> **Provided data**:
+ + +

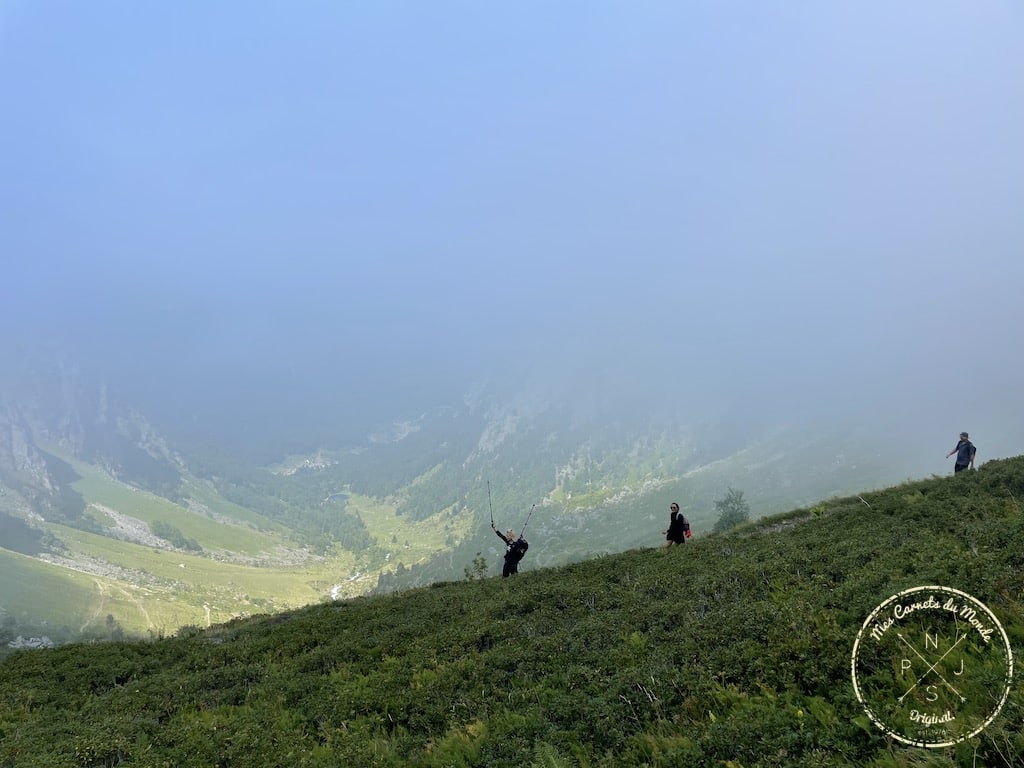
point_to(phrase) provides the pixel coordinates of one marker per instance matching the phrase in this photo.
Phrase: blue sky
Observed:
(797, 202)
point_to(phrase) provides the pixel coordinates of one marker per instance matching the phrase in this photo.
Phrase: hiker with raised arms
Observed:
(515, 548)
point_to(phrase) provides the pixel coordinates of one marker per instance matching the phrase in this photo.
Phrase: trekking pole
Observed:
(527, 521)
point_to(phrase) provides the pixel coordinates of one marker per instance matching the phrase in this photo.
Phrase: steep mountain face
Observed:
(89, 485)
(52, 403)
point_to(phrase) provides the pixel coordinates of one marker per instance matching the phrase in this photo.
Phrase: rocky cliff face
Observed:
(49, 404)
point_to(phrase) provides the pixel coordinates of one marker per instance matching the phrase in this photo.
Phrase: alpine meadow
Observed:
(731, 650)
(573, 384)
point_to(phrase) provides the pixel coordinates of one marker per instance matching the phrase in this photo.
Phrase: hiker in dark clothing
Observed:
(965, 454)
(514, 550)
(679, 527)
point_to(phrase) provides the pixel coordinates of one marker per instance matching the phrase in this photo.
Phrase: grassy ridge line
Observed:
(733, 650)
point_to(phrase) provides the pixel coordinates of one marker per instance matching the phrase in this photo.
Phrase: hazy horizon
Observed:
(268, 213)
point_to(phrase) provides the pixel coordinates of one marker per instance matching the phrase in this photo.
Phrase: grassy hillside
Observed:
(95, 585)
(733, 650)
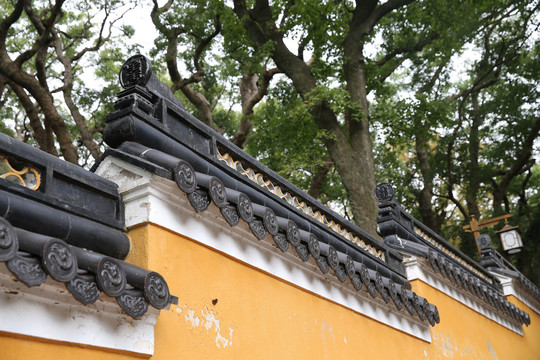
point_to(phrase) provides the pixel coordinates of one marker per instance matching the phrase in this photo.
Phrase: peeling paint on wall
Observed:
(207, 321)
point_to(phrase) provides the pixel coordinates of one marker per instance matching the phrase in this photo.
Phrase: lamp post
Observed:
(509, 235)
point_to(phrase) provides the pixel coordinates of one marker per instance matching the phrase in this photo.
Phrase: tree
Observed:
(44, 48)
(437, 97)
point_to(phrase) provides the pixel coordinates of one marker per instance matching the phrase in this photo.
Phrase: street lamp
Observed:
(510, 238)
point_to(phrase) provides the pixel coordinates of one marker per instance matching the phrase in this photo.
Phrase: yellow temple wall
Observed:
(230, 310)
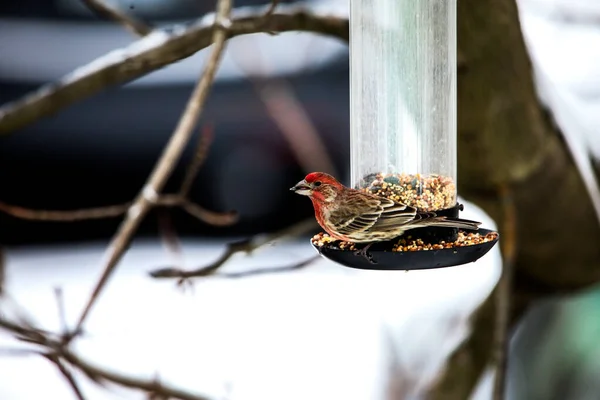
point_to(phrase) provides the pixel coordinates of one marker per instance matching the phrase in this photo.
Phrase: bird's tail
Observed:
(444, 222)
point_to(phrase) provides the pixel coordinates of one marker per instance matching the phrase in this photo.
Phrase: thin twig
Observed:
(64, 216)
(56, 350)
(210, 217)
(2, 271)
(244, 246)
(153, 52)
(105, 11)
(204, 142)
(60, 305)
(67, 374)
(509, 253)
(169, 237)
(149, 386)
(166, 163)
(272, 7)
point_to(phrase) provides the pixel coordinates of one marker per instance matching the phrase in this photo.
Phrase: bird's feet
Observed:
(364, 252)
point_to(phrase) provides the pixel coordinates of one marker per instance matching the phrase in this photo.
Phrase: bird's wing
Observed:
(369, 211)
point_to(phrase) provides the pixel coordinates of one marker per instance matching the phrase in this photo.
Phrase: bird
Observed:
(356, 216)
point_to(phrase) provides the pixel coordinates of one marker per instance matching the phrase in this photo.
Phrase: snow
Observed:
(322, 332)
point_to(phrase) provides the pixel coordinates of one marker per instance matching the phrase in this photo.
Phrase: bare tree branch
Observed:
(244, 246)
(59, 353)
(105, 11)
(207, 216)
(204, 142)
(169, 158)
(2, 272)
(67, 374)
(157, 50)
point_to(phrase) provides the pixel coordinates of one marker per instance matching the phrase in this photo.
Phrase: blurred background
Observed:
(100, 151)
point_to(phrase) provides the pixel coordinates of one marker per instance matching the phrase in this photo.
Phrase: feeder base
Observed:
(385, 259)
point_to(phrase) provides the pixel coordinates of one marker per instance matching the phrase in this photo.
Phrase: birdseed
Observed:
(424, 192)
(409, 244)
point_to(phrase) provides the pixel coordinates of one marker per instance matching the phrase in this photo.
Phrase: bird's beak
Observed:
(302, 188)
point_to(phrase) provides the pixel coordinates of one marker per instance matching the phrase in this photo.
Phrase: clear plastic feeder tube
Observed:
(403, 100)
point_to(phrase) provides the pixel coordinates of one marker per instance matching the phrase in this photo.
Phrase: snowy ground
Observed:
(326, 332)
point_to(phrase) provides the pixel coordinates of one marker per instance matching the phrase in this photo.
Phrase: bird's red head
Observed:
(318, 186)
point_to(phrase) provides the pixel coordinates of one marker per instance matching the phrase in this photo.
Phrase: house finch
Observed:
(354, 216)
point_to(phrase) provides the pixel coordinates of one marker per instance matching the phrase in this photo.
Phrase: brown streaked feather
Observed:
(369, 212)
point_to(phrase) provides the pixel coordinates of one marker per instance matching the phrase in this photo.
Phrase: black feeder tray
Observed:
(383, 258)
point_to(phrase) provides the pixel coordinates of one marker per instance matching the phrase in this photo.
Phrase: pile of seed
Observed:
(463, 239)
(424, 192)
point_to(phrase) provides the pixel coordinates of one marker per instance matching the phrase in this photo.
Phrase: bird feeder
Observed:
(403, 128)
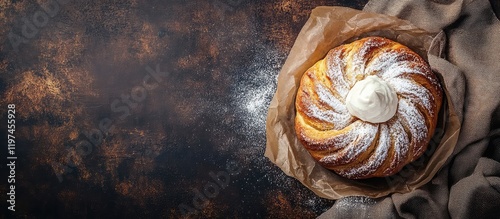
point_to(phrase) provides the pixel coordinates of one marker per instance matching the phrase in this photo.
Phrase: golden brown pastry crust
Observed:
(354, 148)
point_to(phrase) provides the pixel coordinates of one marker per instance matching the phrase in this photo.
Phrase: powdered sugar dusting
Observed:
(327, 97)
(326, 115)
(358, 64)
(401, 142)
(376, 159)
(413, 119)
(414, 92)
(336, 74)
(365, 134)
(400, 134)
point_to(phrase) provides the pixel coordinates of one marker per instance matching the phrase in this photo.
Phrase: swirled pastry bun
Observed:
(368, 108)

+ + +

> **Assignment**: Retype the data word for word and keep the pictures out of it.

> **Exercise answer**:
point_to(phrase) provides the pixel coordinates of one marker per instance matching the phrase in this photo.
Phrase: blue sky
Observed:
(797, 202)
point_to(phrase) provides the pixel coordinates of one marker per instance matching the phrase in this photo.
Phrase: hiker with raised arms
Observed:
(515, 548)
point_to(phrase) provides the pixel coordinates of one marker per instance matching the phrase in this photo.
Phrase: trekking pole
Observed:
(527, 521)
point_to(phrase) provides the pixel coordinates of one marker per instance matching the phrase in this photo.
Phrase: steep mountain face
Observed:
(89, 485)
(52, 403)
point_to(phrase) provides the pixel coordinates of one marker per instance matching the phrase in this photo.
Phrase: rocky cliff face
Observed:
(49, 404)
point_to(phrase) provides the pixel coordinates of one marker per instance matching the phrase in this photo.
Phrase: alpine meadow
Observed:
(731, 650)
(573, 384)
point_to(phrase) provides the pixel coordinates of one marker per instance matching the phrase in this photo.
Phrase: hiker in dark clothing
Observed:
(965, 454)
(514, 550)
(679, 527)
point_to(phrase) provides the pixel coordinates of one marker per instance matching the phrase in this photo.
Phrase: grassy ridge line
Observed:
(733, 650)
point_to(phrase) provides the pixel coordinates of one marker per instance matching the phrase in this photo.
Phrase: hazy horizon
Observed:
(268, 213)
point_to(phrase) provides the pixel coordinates of one marker per instance matching the phrase in this photo.
Phrase: grassy hillside
Observed:
(95, 585)
(733, 650)
point_to(phrase) provides the pixel coordinates of one marker per instance matching the phrase in this photo.
Phrase: peeling paint on wall
Observed:
(207, 321)
point_to(phrase) provides the pixel coordinates of one marker per instance matching the phrase in this photo.
Phrase: lamp post
Observed:
(509, 235)
point_to(phrase) provides the pixel coordinates of one marker per instance matching the phrase in this photo.
Phrase: tree
Observed:
(44, 48)
(437, 97)
point_to(phrase) provides the pixel coordinates of one marker per instance matching the phrase in this photo.
Phrase: street lamp
Observed:
(510, 238)
point_to(phrase) provides the pixel coordinates of one marker per instance matching the phrase in this photo.
Phrase: yellow temple wall
Observed:
(230, 310)
point_to(phrase) provides the pixel coordinates of one marker per instance matching the phrase in this photo.
Phrase: bird's tail
Observed:
(444, 222)
point_to(phrase) provides the pixel coordinates of one marker per instance matching the phrase in this photo.
Phrase: thin twig
Observed:
(64, 216)
(56, 350)
(210, 217)
(2, 271)
(244, 246)
(153, 52)
(105, 11)
(204, 142)
(60, 305)
(67, 374)
(509, 253)
(169, 237)
(149, 386)
(166, 163)
(272, 7)
point_to(phrase) provides the pixel coordinates of one marker per instance matching the phrase in this photo.
Phrase: bird's feet
Observed:
(364, 252)
point_to(phrase) provides the pixel coordinates of one marker per instance matching the phrase in this photo.
Phrase: bird's wing
Observed:
(369, 211)
point_to(phrase) provides the pixel coordinates of one marker per instance matching the phrase in this photo.
Phrase: bird
Observed:
(356, 216)
point_to(phrase) provides the pixel coordinates of one marker per instance matching the phrase in this photo.
Phrase: snow
Observed:
(322, 332)
point_to(phrase) provides the pixel coordinates of one marker per instance matching the phrase in this photo.
Phrase: bare tree branch
Observed:
(244, 246)
(59, 353)
(105, 11)
(207, 216)
(204, 142)
(169, 158)
(2, 272)
(67, 374)
(157, 50)
point_to(phrase) provides the pixel coordinates of one marker per instance matching the phrase in this photo.
Phrase: blurred background
Observed:
(100, 151)
point_to(phrase) provides the pixel coordinates of one marker per instance matching the phrase in this photo.
Phrase: feeder base
Observed:
(385, 259)
point_to(phrase) provides the pixel coordinates of one marker per instance matching the phrase in this photo.
Phrase: birdseed
Observed:
(424, 192)
(409, 244)
point_to(phrase) provides the pixel coordinates of one marker per instance matching the phrase in this photo.
Phrase: bird's beak
Observed:
(302, 188)
point_to(phrase) provides the pixel coordinates of one marker per instance matching the phrase in this photo.
Phrase: clear plastic feeder tube
Observed:
(403, 100)
point_to(phrase) provides the pixel coordinates of one marker per instance matching the phrase in this photo.
Phrase: snowy ground
Observed:
(326, 332)
point_to(phrase) provides the pixel coordinates of one marker per instance matching the phrase in this photo.
Phrase: bird's red head
Observed:
(318, 186)
point_to(phrase) provides the pixel coordinates of one marker per instance matching the phrase in this photo.
Phrase: house finch
Observed:
(354, 216)
point_to(phrase) provides the pixel coordinates of one marker per instance matching the phrase in this photo.
Phrase: brown streaked feather
Observed:
(369, 212)
point_to(phrase) provides the pixel coordinates of one marker per instance matching the phrase in this photo.
Phrase: black feeder tray
Observed:
(383, 258)
point_to(phrase) provides the pixel coordinates of one marker per instance matching the phrase in this photo.
Phrase: pile of seed
Observed:
(463, 239)
(424, 192)
point_to(phrase) provides the pixel coordinates of one marker per instance matching the phrase in this photo.
Phrase: bird feeder
Observed:
(403, 128)
point_to(phrase) provides the pixel coordinates of one marker per instance matching the phrase in this photo.
Phrase: golden brown pastry crust
Observed:
(354, 148)
point_to(phrase) provides the pixel coordinates of one marker per instance matching the phrase in this photo.
Phrase: powdered sugar dusting
Observed:
(327, 97)
(326, 115)
(358, 64)
(401, 142)
(376, 159)
(413, 119)
(414, 92)
(336, 74)
(365, 134)
(400, 134)
point_to(phrase) provides the pixel coordinates of one marker per instance matching the phrase in this photo.
Phrase: swirled pastry bun
Observed:
(368, 108)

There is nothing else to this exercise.